* Exercise directions:
Output each entry verbatim.

(Region pointing data)

/---

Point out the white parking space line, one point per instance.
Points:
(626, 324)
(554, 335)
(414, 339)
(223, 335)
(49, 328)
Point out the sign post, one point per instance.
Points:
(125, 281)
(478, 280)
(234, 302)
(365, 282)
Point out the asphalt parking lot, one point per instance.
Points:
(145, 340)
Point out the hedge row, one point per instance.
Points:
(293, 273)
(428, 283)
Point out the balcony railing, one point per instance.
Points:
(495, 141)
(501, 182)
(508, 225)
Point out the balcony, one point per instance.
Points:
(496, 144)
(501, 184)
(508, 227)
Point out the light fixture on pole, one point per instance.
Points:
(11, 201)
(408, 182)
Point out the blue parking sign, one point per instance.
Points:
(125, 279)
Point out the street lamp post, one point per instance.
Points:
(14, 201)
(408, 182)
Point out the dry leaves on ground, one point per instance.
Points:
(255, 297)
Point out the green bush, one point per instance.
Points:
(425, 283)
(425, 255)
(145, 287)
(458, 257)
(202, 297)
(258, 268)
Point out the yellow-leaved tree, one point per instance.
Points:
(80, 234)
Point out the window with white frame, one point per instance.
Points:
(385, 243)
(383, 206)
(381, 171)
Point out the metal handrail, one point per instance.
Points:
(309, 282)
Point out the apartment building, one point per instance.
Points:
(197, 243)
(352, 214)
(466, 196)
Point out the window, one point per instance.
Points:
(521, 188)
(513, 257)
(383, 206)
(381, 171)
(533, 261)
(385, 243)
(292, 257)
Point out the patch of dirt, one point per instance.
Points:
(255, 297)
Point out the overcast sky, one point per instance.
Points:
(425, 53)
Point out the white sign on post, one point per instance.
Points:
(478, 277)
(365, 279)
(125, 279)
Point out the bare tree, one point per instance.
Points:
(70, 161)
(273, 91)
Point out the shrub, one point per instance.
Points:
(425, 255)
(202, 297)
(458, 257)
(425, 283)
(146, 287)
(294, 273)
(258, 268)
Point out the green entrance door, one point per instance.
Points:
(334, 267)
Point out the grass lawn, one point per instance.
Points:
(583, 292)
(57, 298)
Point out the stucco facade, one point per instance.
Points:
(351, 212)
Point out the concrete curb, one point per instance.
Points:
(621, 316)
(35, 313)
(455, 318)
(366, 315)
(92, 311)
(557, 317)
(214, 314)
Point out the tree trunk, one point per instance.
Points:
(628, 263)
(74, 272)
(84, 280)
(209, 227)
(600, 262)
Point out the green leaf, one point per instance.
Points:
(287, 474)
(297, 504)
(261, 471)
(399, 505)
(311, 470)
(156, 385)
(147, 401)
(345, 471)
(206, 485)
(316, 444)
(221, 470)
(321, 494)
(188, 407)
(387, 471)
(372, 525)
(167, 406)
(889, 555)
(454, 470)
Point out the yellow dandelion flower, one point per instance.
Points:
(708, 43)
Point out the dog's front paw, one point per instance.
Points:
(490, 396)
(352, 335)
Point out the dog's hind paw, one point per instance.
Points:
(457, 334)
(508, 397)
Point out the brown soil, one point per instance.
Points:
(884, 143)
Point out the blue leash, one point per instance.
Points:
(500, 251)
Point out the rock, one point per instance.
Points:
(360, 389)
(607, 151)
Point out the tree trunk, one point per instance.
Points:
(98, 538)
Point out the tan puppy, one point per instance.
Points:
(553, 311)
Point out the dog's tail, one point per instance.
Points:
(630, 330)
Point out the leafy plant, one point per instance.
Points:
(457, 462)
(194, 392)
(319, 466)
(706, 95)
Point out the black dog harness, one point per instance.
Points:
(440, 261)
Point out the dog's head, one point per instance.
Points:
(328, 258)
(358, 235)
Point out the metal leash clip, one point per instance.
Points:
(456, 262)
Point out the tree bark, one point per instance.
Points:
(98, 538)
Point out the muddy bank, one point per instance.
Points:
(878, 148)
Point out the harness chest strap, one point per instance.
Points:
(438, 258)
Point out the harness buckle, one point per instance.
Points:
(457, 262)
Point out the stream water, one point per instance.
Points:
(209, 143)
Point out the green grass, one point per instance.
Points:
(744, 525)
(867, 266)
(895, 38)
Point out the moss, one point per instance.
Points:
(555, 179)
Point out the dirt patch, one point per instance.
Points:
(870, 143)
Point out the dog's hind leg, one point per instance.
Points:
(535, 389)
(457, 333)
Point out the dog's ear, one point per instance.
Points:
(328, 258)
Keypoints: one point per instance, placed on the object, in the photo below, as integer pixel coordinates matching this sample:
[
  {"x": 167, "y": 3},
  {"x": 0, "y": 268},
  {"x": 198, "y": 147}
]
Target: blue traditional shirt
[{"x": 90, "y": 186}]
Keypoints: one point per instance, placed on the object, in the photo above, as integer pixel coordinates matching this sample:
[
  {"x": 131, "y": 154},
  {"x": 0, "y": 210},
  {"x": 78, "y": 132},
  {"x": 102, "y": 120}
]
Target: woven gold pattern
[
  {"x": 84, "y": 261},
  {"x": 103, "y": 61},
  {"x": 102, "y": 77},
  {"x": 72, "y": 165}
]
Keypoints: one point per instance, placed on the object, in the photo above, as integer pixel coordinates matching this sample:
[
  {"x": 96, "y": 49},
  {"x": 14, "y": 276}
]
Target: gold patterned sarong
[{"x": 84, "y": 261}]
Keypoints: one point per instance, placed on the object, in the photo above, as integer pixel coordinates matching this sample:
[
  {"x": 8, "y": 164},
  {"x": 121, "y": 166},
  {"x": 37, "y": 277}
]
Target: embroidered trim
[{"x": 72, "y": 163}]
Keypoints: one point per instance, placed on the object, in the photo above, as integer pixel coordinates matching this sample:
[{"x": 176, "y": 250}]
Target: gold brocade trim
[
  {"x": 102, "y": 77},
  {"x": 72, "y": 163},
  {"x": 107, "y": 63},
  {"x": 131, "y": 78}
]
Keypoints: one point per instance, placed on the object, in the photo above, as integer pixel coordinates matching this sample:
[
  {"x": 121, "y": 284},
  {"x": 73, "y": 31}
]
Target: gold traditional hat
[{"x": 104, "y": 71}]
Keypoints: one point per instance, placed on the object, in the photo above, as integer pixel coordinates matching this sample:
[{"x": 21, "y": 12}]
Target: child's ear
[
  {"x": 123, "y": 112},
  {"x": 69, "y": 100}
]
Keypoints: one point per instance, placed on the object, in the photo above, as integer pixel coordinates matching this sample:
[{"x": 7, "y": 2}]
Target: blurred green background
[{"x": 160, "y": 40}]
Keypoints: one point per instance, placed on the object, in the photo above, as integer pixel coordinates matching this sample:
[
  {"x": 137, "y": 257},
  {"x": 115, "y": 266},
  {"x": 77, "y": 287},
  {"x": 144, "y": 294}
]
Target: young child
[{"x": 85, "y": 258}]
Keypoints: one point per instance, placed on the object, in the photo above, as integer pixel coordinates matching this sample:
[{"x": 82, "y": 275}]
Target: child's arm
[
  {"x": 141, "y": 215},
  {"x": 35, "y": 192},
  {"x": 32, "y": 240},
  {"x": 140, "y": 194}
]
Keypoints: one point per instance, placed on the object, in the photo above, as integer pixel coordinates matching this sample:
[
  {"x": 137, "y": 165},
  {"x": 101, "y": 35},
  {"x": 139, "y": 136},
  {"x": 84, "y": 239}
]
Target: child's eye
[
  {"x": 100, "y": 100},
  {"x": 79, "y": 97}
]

\---

* Your response:
Point out the white parking space line, one point per instance.
Points:
(626, 324)
(554, 335)
(414, 339)
(223, 335)
(49, 328)
Point out the sign post, one point per instance.
Points:
(125, 281)
(478, 280)
(234, 302)
(365, 282)
Point out the asphalt parking lot, one point per instance.
Points:
(145, 340)
Point out the hedge row, one point per instance.
Points:
(293, 273)
(428, 283)
Point out the balcony railing, one point per instance.
Points:
(495, 141)
(501, 182)
(508, 225)
Point out the balcony, one point per instance.
Points:
(496, 144)
(501, 184)
(508, 227)
Point out the light fixture on pole, one point per instance.
Points:
(11, 201)
(408, 182)
Point out the blue parking sign, one point per instance.
Points:
(125, 279)
Point out the street lamp post, one point per instance.
Points:
(14, 201)
(408, 182)
Point out the dry leaves on ground, one point per instance.
Points:
(255, 297)
Point out the green bush, one point per instance.
Points:
(425, 283)
(425, 255)
(145, 287)
(458, 257)
(202, 297)
(258, 268)
Point out the yellow-leaved tree, one point per instance.
Points:
(80, 234)
Point out the window with white frame, one point per instance.
Points:
(385, 243)
(383, 206)
(381, 171)
Point out the metal handrail, one point per instance.
Points:
(309, 282)
Point out the apartment building, one point per instance.
Points:
(197, 243)
(352, 214)
(466, 196)
Point out the window, one point per instance.
Points:
(521, 188)
(513, 257)
(383, 206)
(381, 171)
(533, 261)
(385, 243)
(292, 257)
Point out the patch of dirt, one point per instance.
Points:
(255, 297)
Point out the overcast sky, one point per instance.
Points:
(425, 53)
Point out the white sign on post, one point per instance.
Points:
(478, 277)
(365, 279)
(125, 279)
Point out the bare tree, one point per instance.
Points:
(70, 161)
(273, 91)
Point out the shrub, one point per instance.
Points:
(425, 255)
(202, 297)
(458, 257)
(425, 283)
(146, 287)
(294, 273)
(258, 268)
Point out the green entrance door, one point per instance.
Points:
(334, 267)
Point out the grass lawn, one point per instance.
Points:
(583, 292)
(57, 298)
Point out the stucco facade, one point per instance.
Points:
(351, 212)
Point out the concrete curb, one point per instance.
Points:
(621, 316)
(35, 313)
(455, 318)
(366, 315)
(92, 311)
(557, 317)
(214, 314)
Point out the tree trunk, one point per instance.
Points:
(628, 263)
(74, 272)
(84, 280)
(209, 227)
(600, 262)
Point out the green leaf, one point per instance.
Points:
(287, 474)
(297, 504)
(261, 471)
(399, 505)
(311, 470)
(156, 385)
(147, 401)
(345, 471)
(206, 485)
(316, 444)
(221, 470)
(321, 494)
(188, 407)
(387, 471)
(372, 525)
(167, 406)
(889, 555)
(454, 470)
Point out the yellow dandelion flower, one point per instance.
Points:
(708, 43)
Point out the dog's front paw, one point per instance.
Points:
(490, 396)
(352, 335)
Point out the dog's hind paw, one point per instance.
Points:
(457, 334)
(508, 397)
Point out the brown soil, one point per instance.
Points:
(884, 143)
Point out the blue leash, one point per instance.
Points:
(500, 251)
Point out the rock, one point per instance.
Points:
(360, 389)
(607, 151)
Point out the tree trunk, one point per instance.
Points:
(98, 538)
Point out the tan puppy, one point per instance.
Points:
(553, 311)
Point out the dog's tail, one point per instance.
Points:
(630, 330)
Point out the leafy plant, one point per instance.
Points:
(457, 462)
(194, 392)
(319, 466)
(706, 95)
Point out the black dog harness, one point per instance.
Points:
(440, 261)
Point out the dog's head, one point per instance.
Points:
(328, 258)
(358, 235)
Point out the metal leash clip, one point per instance.
Points:
(456, 262)
Point out the tree bark, one point per instance.
Points:
(98, 538)
Point out the muddy bank, one point per instance.
Points:
(878, 148)
Point out the harness chest strap, one point per instance.
Points:
(438, 258)
Point out the harness buckle, one point per instance.
Points:
(457, 262)
Point out the stream water, one point per instance.
Points:
(209, 143)
Point out the green grass, one point per instance.
Points:
(744, 525)
(867, 266)
(895, 38)
Point out the moss, one point per instance.
Points:
(555, 179)
Point out the dirt patch, one point per instance.
Points:
(870, 143)
Point out the dog's hind leg, one point per instance.
Points:
(535, 389)
(457, 333)
Point out the dog's ear, one point per instance.
Points:
(328, 258)
Keypoints: one point per instance, placed on the object, in the photo below, as integer pixel coordinates matching this sample:
[
  {"x": 167, "y": 3},
  {"x": 0, "y": 268},
  {"x": 198, "y": 147}
]
Target: blue traditional shirt
[{"x": 90, "y": 186}]
Keypoints: one point per instance, placed on the object, in the photo above, as integer pixel coordinates matching this sample:
[
  {"x": 131, "y": 154},
  {"x": 0, "y": 210},
  {"x": 78, "y": 132},
  {"x": 102, "y": 120}
]
Target: woven gold pattern
[
  {"x": 84, "y": 261},
  {"x": 103, "y": 61},
  {"x": 102, "y": 77},
  {"x": 72, "y": 165}
]
Keypoints: one point per instance, placed on the object, in the photo above, as integer pixel coordinates matching this sample:
[
  {"x": 96, "y": 49},
  {"x": 14, "y": 276}
]
Target: gold patterned sarong
[{"x": 84, "y": 261}]
Keypoints: one point per instance, placed on the object, in the photo above, as integer pixel coordinates matching this sample:
[
  {"x": 8, "y": 164},
  {"x": 121, "y": 166},
  {"x": 37, "y": 277}
]
Target: embroidered trim
[{"x": 72, "y": 163}]
Keypoints: one point per instance, placed on the object, in the photo above, as integer pixel coordinates matching this sample:
[{"x": 176, "y": 250}]
Target: gold brocade trim
[
  {"x": 102, "y": 77},
  {"x": 72, "y": 163},
  {"x": 107, "y": 63},
  {"x": 131, "y": 78}
]
Keypoints: one point per instance, placed on the object, in the photo above, as integer pixel coordinates matching this sample:
[
  {"x": 121, "y": 284},
  {"x": 73, "y": 31}
]
Target: gold traditional hat
[{"x": 104, "y": 71}]
Keypoints: one point per instance, placed on the object, in the photo above, as integer pixel coordinates matching this sample:
[{"x": 21, "y": 12}]
Target: child's ear
[
  {"x": 123, "y": 112},
  {"x": 69, "y": 100}
]
Keypoints: one point per instance, placed on the object, in the photo above, as integer pixel coordinates matching this sample:
[{"x": 7, "y": 2}]
Target: blurred green background
[{"x": 160, "y": 40}]
Keypoints: one point per instance, placed on the object, in the photo above, as integer pixel coordinates matching this sample:
[
  {"x": 137, "y": 257},
  {"x": 115, "y": 266},
  {"x": 77, "y": 287},
  {"x": 144, "y": 294}
]
Target: young child
[{"x": 85, "y": 258}]
Keypoints: one point per instance, placed on the object, in the photo above, as integer pixel coordinates matching this sample:
[{"x": 82, "y": 275}]
Target: child's arm
[
  {"x": 141, "y": 215},
  {"x": 35, "y": 192},
  {"x": 32, "y": 240},
  {"x": 140, "y": 194}
]
Keypoints: one point per instance, placed on the object, in the photo above, as integer pixel coordinates matching this sample:
[
  {"x": 137, "y": 165},
  {"x": 101, "y": 35},
  {"x": 139, "y": 136},
  {"x": 84, "y": 239}
]
Target: child's eye
[
  {"x": 100, "y": 100},
  {"x": 79, "y": 97}
]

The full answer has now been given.